[Object point labels]
● ● ● ● ●

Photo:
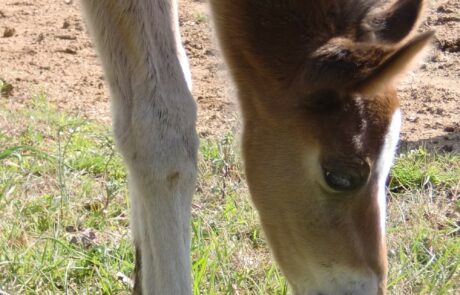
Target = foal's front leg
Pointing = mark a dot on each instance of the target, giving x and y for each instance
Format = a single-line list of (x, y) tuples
[(154, 118)]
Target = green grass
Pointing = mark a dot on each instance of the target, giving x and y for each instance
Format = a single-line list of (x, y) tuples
[(64, 224)]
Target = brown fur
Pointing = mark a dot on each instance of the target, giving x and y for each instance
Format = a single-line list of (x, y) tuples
[(315, 85)]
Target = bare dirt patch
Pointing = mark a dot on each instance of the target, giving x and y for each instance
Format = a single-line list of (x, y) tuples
[(44, 47)]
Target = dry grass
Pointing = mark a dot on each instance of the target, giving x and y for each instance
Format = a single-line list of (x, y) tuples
[(64, 226)]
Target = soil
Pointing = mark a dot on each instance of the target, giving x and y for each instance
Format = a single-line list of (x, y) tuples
[(44, 47)]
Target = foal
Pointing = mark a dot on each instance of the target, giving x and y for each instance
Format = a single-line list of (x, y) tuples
[(321, 123)]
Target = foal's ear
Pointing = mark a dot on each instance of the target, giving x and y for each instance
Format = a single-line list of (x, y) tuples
[(394, 66), (395, 23)]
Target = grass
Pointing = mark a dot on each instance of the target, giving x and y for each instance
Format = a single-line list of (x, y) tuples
[(64, 224)]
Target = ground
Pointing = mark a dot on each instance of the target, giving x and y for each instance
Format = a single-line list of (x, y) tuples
[(44, 47), (64, 226)]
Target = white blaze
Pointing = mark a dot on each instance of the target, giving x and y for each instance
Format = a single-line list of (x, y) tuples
[(385, 161)]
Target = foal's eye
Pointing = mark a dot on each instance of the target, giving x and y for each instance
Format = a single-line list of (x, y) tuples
[(345, 176), (341, 181)]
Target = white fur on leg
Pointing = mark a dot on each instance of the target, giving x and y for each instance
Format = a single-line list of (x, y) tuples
[(154, 118)]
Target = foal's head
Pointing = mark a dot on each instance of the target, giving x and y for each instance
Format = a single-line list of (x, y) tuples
[(316, 86)]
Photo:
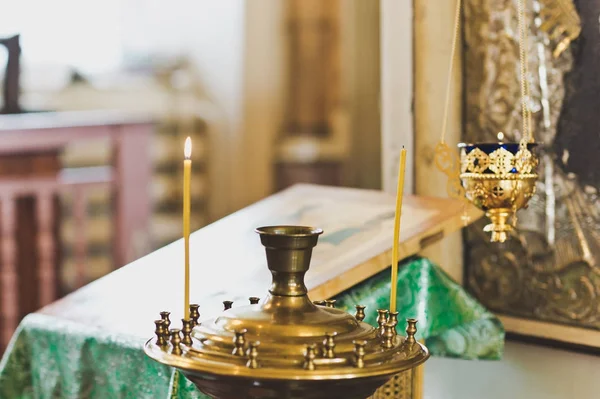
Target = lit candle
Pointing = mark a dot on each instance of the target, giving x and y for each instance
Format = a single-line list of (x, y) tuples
[(399, 195), (187, 172)]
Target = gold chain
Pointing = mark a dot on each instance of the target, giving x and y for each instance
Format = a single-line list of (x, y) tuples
[(527, 135), (525, 89)]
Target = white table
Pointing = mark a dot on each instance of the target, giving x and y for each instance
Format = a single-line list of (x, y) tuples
[(526, 372)]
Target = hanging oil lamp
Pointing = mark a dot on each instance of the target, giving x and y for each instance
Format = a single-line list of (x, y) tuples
[(498, 178)]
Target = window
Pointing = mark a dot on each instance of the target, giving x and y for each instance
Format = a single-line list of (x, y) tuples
[(62, 33)]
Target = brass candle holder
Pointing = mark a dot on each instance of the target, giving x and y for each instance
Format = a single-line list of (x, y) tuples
[(286, 346), (499, 178)]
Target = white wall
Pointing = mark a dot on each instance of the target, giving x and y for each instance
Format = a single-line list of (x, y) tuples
[(397, 92), (212, 34)]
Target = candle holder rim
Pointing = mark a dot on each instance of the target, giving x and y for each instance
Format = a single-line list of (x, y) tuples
[(289, 230), (495, 143)]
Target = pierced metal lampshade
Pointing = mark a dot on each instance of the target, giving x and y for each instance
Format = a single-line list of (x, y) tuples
[(499, 178)]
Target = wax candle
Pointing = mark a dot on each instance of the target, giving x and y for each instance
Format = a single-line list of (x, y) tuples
[(187, 172), (399, 196)]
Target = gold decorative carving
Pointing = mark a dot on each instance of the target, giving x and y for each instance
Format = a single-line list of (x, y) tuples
[(550, 271)]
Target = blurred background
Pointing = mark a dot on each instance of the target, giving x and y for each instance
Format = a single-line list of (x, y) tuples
[(271, 92)]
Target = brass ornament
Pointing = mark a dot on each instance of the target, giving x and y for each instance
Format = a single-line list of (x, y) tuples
[(498, 179), (287, 344)]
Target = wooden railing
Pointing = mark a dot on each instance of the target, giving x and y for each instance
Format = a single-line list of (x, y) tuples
[(127, 177)]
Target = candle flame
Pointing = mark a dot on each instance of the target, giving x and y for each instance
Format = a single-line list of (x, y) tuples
[(187, 150)]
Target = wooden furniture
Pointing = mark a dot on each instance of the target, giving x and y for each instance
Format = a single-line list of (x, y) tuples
[(527, 371), (227, 260), (39, 138)]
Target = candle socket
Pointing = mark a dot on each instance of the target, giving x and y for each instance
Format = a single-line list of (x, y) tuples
[(165, 316), (360, 312), (186, 332), (359, 353), (240, 342), (175, 342), (194, 314), (160, 333), (388, 335), (309, 357), (254, 300), (252, 354), (393, 319), (381, 320), (411, 330), (329, 346)]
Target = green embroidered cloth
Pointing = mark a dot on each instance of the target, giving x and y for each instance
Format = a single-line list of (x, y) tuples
[(52, 358)]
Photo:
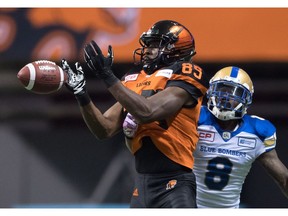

● ● ● ● ●

▶ **DO THIS**: Copy out all of the material above word for word, from its first line to its last, leaving out the pictures.

▶ **OUTPUT BELOW**:
Photo:
Target = foal's front leg
Pointing = mark a dot on each instance of the target, giving x and y for each instance
Format = a single-line list of (x, y) tuples
[(154, 118)]
Target = green grass
Pointing = mark a dot on each instance of the target, giving x and y for each instance
Format = a single-line list of (x, y) tuples
[(64, 224)]
Target = brown fur
Pointing = mark a dot on each instance of the target, giving x and y for each instance
Format = a single-line list of (x, y) tuples
[(315, 85)]
Target = bare dirt patch
Pointing = mark a dot on each instance of the target, giving x and y for each instance
Format = a single-line list of (x, y) tuples
[(44, 47)]
Target = dry grass
Pointing = mark a dot on each instance of the target, giving x and y for each instance
Format = a single-line list of (x, y) tuples
[(64, 226)]
Target = soil
Pointing = mark a dot on each instance of the target, giving x and y for each instance
Format = a single-line list of (x, y) tuples
[(44, 47)]
Target = foal
Pointing = mark a dot on each instance of the target, giving x and y for each instance
Format = a single-line list of (x, y) tuples
[(321, 123)]
Target = foal's ear
Pointing = mark a dot on each instance of the target, giving x and y for each instance
Format = a single-line list of (x, y) tuples
[(394, 66), (395, 23)]
Target = grass
Pointing = mark a dot on each instance of the target, giving x and y for each instance
Format = a single-line list of (x, y) tuples
[(64, 224)]
Target = ground
Pointing = mark a dot on each instance of the target, giving x and y for each instance
Format = a single-line list of (x, y) tuples
[(44, 47), (64, 226)]
Target = white blaze
Pointing = mark a dot on each instance of the target, giving x and y for each instance
Format = a single-line list of (x, y) tuples
[(385, 161)]
Target = foal's eye
Pointing = mark a dot on each instance of the target, giving x and y for each instance
Format = a single-line list of (x, y) tuples
[(345, 176), (341, 181)]
Target = white fur on leg
Pointing = mark a dot on each instance of the target, giving x and y for each instance
Format = a single-line list of (x, y) tuples
[(154, 118)]
Target = foal's head
Pointing = mark a dot on each instance of the target, giving x and y for each instance
Format = a single-line list of (x, y) tuples
[(316, 86)]
Photo:
Target = lit candle
Pointing = mark a dot on each instance of the target, giving x and y for each instance
Format = a single-line list of (x, y) tuples
[(399, 195), (187, 172)]
Target = gold chain
Pointing = mark a dot on each instance of the target, giving x and y for each instance
Format = a single-line list of (x, y) tuples
[(527, 135), (525, 89)]
Target = white table
Pointing = mark a dot on each instance of the target, giving x and y for each instance
Format = a single-line list of (x, y) tuples
[(526, 372)]
Target = hanging oil lamp
Pointing = mark a dot on each instance of the target, giving x and y for each instance
Format = a single-line list of (x, y) tuples
[(498, 178)]
Target = window
Pointing = mark a dot on each instance of the target, giving x and y for each instance
Format = a single-line list of (x, y) tuples
[(62, 33)]
Target = brass candle holder
Pointing = mark a dot on each instance of the target, giving x and y for each instance
Format = a single-line list of (x, y) tuples
[(286, 346), (499, 178)]
Target = white wall
Pointing = mark a dot on each instance of the target, giving x and y for each instance
Format = a single-line list of (x, y) tuples
[(397, 92), (212, 34)]
Target = candle holder rim
Pointing = mark a dot on each instance of the target, giving x and y for each instance
Format = a single-line list of (x, y) tuples
[(289, 230), (495, 143)]
Target = pierced metal lampshade
Pointing = mark a dot on each instance of the target, giving x and y for each instance
Format = a single-line list of (x, y) tuples
[(499, 178)]
Target = wax candle
Pointing = mark a dot on each instance of the target, giving x and y for each instance
Format = a single-line list of (x, y) tuples
[(187, 172), (399, 196)]
Target = gold decorative carving
Pointing = mark a dot on each instance of the target, giving x and y for each instance
Format = a single-line list of (x, y) tuples
[(550, 271)]
Target = blurred background
Pointing = mark a dot on each instance of the target, giving x and y for each instance
Format = a single-line list of (x, y) tuples
[(271, 92)]
Target = brass ornament
Pointing = mark a dot on each instance of the target, giving x and y for each instance
Format = a single-line list of (x, y) tuples
[(498, 179), (287, 344)]
Target = wooden railing
Pointing = mark a dot on each instance of the target, giving x and y for each instance
Format = a single-line list of (x, y) tuples
[(127, 177)]
Target = candle flame
Pointing = mark a dot on each instance of the target, giving x and y for each instance
Format = a single-line list of (x, y) tuples
[(187, 150)]
Target = wooden furniture
Pointing = mark a dot on each instance of the target, giving x and y for each instance
Format = a single-line list of (x, y) tuples
[(527, 371), (227, 260), (39, 138)]
Target = candle socket
Pointing = mark a dot on each instance of the target, giving x and y for each instance
Format = a single-line list of (x, y) tuples
[(165, 316), (360, 312), (186, 332), (359, 353), (240, 342), (175, 342), (194, 314), (160, 333), (388, 335), (309, 357), (254, 300), (252, 354), (393, 319), (381, 320), (411, 330), (329, 346)]
Target = green embroidered cloth
Pointing = mark a dot on each instance of the target, giving x and y for each instance
Format = a single-line list of (x, y) tuples
[(52, 358)]
Photo:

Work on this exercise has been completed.